- TO DO: Set the records down once more so that they match the source word for word.

Records contained in a dataset:
>>
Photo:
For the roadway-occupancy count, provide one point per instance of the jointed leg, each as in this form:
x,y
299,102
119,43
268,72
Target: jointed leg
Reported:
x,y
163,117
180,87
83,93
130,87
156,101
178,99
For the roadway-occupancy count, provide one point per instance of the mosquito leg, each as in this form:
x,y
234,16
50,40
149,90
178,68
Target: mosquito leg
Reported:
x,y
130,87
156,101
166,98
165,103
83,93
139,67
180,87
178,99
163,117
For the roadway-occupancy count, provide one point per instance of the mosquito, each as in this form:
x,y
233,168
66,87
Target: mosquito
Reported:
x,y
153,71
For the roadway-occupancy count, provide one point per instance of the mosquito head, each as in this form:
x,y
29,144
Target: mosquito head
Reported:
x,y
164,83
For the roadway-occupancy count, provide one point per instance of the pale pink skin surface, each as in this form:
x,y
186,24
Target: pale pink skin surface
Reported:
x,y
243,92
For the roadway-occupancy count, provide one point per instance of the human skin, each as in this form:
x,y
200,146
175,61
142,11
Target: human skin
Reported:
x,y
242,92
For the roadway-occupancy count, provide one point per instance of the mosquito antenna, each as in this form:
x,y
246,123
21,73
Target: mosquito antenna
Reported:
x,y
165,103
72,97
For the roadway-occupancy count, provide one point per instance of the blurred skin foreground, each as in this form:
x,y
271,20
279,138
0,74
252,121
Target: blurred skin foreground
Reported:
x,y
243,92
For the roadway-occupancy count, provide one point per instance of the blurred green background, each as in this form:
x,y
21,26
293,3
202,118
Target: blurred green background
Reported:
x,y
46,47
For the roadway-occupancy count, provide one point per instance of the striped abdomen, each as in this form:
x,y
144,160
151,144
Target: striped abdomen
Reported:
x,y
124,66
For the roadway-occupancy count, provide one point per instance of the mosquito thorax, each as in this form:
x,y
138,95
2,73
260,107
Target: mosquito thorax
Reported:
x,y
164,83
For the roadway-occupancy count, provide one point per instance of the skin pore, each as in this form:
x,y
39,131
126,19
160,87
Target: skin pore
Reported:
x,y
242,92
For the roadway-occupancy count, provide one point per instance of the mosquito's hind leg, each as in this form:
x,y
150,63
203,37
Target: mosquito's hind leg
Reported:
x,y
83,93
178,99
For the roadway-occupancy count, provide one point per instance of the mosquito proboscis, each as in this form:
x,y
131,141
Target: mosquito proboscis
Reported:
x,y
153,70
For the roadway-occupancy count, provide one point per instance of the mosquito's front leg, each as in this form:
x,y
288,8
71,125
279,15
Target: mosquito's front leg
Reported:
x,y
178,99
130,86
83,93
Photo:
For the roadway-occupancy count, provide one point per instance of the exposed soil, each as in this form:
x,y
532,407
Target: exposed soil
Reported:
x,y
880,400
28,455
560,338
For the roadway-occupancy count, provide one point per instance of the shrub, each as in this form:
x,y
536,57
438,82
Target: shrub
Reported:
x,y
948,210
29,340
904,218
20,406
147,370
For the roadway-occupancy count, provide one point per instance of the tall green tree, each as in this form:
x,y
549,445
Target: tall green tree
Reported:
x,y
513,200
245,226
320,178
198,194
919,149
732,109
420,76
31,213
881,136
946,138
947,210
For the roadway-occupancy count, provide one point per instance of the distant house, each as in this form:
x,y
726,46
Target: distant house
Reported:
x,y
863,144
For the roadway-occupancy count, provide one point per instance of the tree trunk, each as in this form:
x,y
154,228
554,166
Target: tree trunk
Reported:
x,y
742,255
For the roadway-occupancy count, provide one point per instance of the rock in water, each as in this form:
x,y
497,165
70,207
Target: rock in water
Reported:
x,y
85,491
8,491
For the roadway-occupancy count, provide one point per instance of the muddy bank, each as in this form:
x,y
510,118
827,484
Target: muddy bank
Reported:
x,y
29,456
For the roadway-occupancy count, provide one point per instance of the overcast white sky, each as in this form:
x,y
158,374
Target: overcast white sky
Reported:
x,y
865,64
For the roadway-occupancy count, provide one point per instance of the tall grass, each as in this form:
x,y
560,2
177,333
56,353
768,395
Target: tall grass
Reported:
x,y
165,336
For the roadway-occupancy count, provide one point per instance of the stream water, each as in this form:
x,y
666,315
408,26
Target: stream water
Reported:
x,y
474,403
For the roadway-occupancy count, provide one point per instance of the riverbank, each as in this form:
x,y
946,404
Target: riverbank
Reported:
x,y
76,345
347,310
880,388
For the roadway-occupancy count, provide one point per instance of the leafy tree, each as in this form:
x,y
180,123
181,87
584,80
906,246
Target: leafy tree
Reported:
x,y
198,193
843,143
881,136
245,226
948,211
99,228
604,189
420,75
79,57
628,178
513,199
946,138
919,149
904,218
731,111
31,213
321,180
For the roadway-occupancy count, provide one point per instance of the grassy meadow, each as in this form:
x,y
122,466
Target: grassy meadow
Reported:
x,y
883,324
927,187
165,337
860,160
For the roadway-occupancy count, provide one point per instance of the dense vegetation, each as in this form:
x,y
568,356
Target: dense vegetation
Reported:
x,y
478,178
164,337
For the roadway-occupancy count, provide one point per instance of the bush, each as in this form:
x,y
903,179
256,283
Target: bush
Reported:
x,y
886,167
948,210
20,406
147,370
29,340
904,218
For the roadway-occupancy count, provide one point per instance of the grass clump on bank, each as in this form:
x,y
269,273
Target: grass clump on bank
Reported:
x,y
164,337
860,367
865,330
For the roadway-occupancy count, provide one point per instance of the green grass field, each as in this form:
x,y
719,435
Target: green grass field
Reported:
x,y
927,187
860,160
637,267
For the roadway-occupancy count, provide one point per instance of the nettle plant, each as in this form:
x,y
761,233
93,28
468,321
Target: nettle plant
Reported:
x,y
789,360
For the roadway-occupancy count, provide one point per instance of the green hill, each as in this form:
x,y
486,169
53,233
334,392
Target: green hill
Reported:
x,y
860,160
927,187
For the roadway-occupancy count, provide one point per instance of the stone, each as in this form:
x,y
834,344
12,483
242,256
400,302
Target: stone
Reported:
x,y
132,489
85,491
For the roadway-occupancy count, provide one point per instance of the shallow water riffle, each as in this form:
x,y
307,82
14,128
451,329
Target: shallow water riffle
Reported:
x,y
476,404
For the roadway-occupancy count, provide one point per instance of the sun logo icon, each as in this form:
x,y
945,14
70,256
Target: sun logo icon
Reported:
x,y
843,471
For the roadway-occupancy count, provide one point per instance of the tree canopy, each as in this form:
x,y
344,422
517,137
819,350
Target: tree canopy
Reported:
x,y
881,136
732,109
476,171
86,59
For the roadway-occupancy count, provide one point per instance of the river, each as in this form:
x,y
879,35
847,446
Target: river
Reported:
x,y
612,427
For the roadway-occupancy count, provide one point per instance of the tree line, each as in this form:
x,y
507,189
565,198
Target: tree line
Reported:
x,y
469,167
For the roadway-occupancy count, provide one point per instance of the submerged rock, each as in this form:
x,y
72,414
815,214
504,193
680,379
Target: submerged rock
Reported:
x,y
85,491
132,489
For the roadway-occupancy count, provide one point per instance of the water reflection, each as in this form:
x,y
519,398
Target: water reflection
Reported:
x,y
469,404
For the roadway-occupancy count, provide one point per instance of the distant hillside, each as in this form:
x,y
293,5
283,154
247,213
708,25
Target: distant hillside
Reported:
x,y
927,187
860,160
<<
- ANSWER FOR THE TASK:
Photo:
For the roadway-occupancy count, provide one point per instance of the jointed leg, each as in this form:
x,y
299,102
119,43
268,72
Target: jointed leg
Reported:
x,y
163,117
180,87
83,93
130,87
156,101
178,99
For the roadway-occupancy count, provide one point per instance of the mosquito leg, each as in this form:
x,y
234,16
50,40
149,90
178,68
Target: mosquito leg
Reported:
x,y
130,87
156,101
166,98
165,103
83,93
139,67
180,87
178,99
163,117
For the roadway-occupancy count, provide one point per instance of the mosquito, each as in this form:
x,y
233,168
66,87
Target: mosquito
Reported:
x,y
153,71
For the roadway-occupancy count, provide one point per instance of the mosquito head, each as in this form:
x,y
29,144
Target: mosquito head
Reported:
x,y
164,83
For the roadway-occupancy count, provide one point per instance of the pale pink skin surface, each as in this form:
x,y
186,24
Target: pale pink skin surface
Reported:
x,y
243,92
For the roadway-occupancy count, provide one point per instance of the human skin, each as in this form:
x,y
200,146
175,61
142,11
Target: human skin
Reported:
x,y
242,92
For the roadway-occupancy count, provide one point per instance of the mosquito antenna, each as in this form:
x,y
246,123
21,73
Target: mosquito antenna
Reported:
x,y
165,103
72,97
For the roadway-occupancy count, provide one point per instance of the blurred skin foreground, each as in this form:
x,y
271,20
279,138
0,74
252,121
Target: blurred skin foreground
Reported:
x,y
243,92
For the roadway-occupancy count, provide one point per instance of the blurred green background, each as in this form:
x,y
21,26
293,3
202,118
Target: blurred green background
Reported:
x,y
46,47
For the roadway-occupancy count, provide one point per instance of the striped abdomen, each as in this form:
x,y
144,160
151,144
Target: striped abdomen
Reported:
x,y
124,66
For the roadway-occupancy count, provide one point per instance of the mosquito thorax, each as in this form:
x,y
138,95
2,73
260,107
Target: mosquito thorax
Reported:
x,y
164,83
For the roadway-occupancy count, provide one point per instance of the skin pore, each as in this form:
x,y
39,131
126,19
160,87
Target: skin pore
Reported:
x,y
242,92
For the roadway-occupancy count, provide one point per instance of the mosquito's hind leg, each as in this form:
x,y
150,63
203,37
Target: mosquito's hind leg
Reported:
x,y
83,93
178,99
For the roadway-occupancy count, provide one point per instance of the mosquito proboscis, each as in this form:
x,y
131,141
Target: mosquito proboscis
Reported:
x,y
153,70
For the roadway-occupancy count, provide one point per instance of the mosquito's front leg, each as in this form:
x,y
288,8
71,125
279,15
Target: mosquito's front leg
Reported:
x,y
178,99
130,86
83,93
Photo:
For the roadway-occupancy count, provide one point per instance of the exposed soil, each as in this form:
x,y
532,407
Target: exposed soil
Reported:
x,y
880,400
28,455
560,338
For the roadway-occupancy count, provide one point per instance of the shrub, each as in this form:
x,y
536,57
438,82
Target: shrub
Reported:
x,y
948,210
29,340
904,218
20,406
147,370
For the roadway-occupancy count, provide one point per instance of the tall green tree, each as in this form:
x,y
549,445
Target: tall green tree
Reported:
x,y
513,200
245,226
320,178
198,194
919,149
732,109
420,76
31,213
881,136
946,138
947,210
For the roadway-occupancy count, provide one point per instance of the distant house, each as in this form:
x,y
726,46
Target: distant house
Reported:
x,y
863,144
For the roadway-occupancy count, provide one point per instance of the tree trunk, each as in this form:
x,y
154,228
554,166
Target: tree trunk
Reported:
x,y
742,255
For the roadway-occupancy count, provide one point per instance of the rock in water, each as in this form:
x,y
497,165
70,207
Target: rock in water
Reported:
x,y
85,491
8,491
For the roadway-occupancy count, provide one point per instance of the muddy bank, each as in this form:
x,y
510,118
827,484
Target: muddy bank
Reported:
x,y
29,456
For the roadway-occupancy count, provide one point per instance of the overcast white sky, each as in this form:
x,y
158,374
Target: overcast white sky
Reported:
x,y
865,64
For the roadway-occupancy count, provide one point per instance of the tall grass, each as in this form:
x,y
560,2
177,333
56,353
768,395
Target: tall grass
Reported:
x,y
165,336
For the roadway-occupancy count, provide one point per instance of the stream water, each as in this form:
x,y
666,315
408,26
Target: stream water
Reported:
x,y
474,403
For the roadway-occupancy count, provide one point per instance of the riverbank, each as in this form:
x,y
946,404
Target: riverbank
Reported:
x,y
76,345
347,310
880,388
For the roadway-occupancy count, provide one point per instance of the leafy tree, each as in this form:
x,y
180,123
181,87
584,80
906,246
Target: leafy tree
Reported:
x,y
198,193
843,143
881,136
245,226
948,211
99,228
604,189
420,75
79,57
628,178
513,199
946,138
919,149
904,218
731,111
31,213
321,180
For the roadway-occupancy count, provide one point per instance of the grassy meadow, each as in this form:
x,y
122,466
Target: grassy meadow
Reported:
x,y
883,324
927,187
165,337
860,160
For the roadway-occupancy count, provide one point per instance of the dense vegetation, each as in this form:
x,y
568,356
Target: dense vegetation
Reported:
x,y
478,178
164,337
For the roadway-occupancy count, provide one point per instance of the bush, each as in this form:
x,y
903,179
256,283
Target: bush
Reported:
x,y
886,167
948,210
20,406
147,370
29,340
904,218
For the roadway-occupancy count, provide one point per instance of the grass clump on bank, each as in this form:
x,y
269,273
Target: grass clump on bank
Reported:
x,y
164,337
860,367
865,330
For the roadway-occupancy count, provide one point per instance of the green grass field, each as in this form:
x,y
719,435
Target: green grass field
Reported:
x,y
927,187
860,160
637,267
For the roadway-occupancy count, provide one point per instance of the nettle plant, each as in this form:
x,y
761,233
93,28
468,321
Target: nettle plant
Reported:
x,y
789,360
For the roadway-occupancy count, provide one point per instance of the green hill, each as in this form:
x,y
486,169
53,233
334,392
Target: green hill
Reported:
x,y
860,160
927,187
For the roadway-occupancy count, provide one point per instance of the stone, each as in this form:
x,y
834,344
12,483
242,256
400,302
Target: stone
Reported:
x,y
132,489
85,491
For the roadway-occupancy count, provide one point per instance of the shallow water riffle, each as in this form:
x,y
307,82
14,128
451,329
Target: shallow water riffle
Reported:
x,y
476,404
For the roadway-occupancy count, provide one point per instance of the sun logo icon, each as in this form:
x,y
945,14
70,256
Target: sun logo icon
Reported:
x,y
843,471
For the roadway-occupancy count, provide one point per instance of the tree canopy, each as in this form:
x,y
344,422
517,137
819,350
Target: tree canopy
Reported:
x,y
881,136
732,109
476,171
86,59
For the roadway-occupancy count, provide one point per instance of the river, each as in this form:
x,y
879,35
847,446
Target: river
Reported:
x,y
612,427
For the roadway-occupancy count, provide one point per instance of the tree line, each as in this form:
x,y
507,189
565,198
Target: tree line
Reported:
x,y
469,167
For the roadway-occupancy count, provide one point per instance of the submerged rock, each as in this form:
x,y
72,414
815,214
504,193
680,379
Target: submerged rock
Reported:
x,y
85,491
132,489
For the roadway-occupancy count, provide one point per instance of the water reflection, each as in this form:
x,y
519,398
Target: water reflection
Reported:
x,y
469,404
For the roadway-occupancy count, provide one point per instance of the distant hillside, each as in this form:
x,y
293,5
283,154
247,213
708,25
Target: distant hillside
Reported:
x,y
927,187
860,160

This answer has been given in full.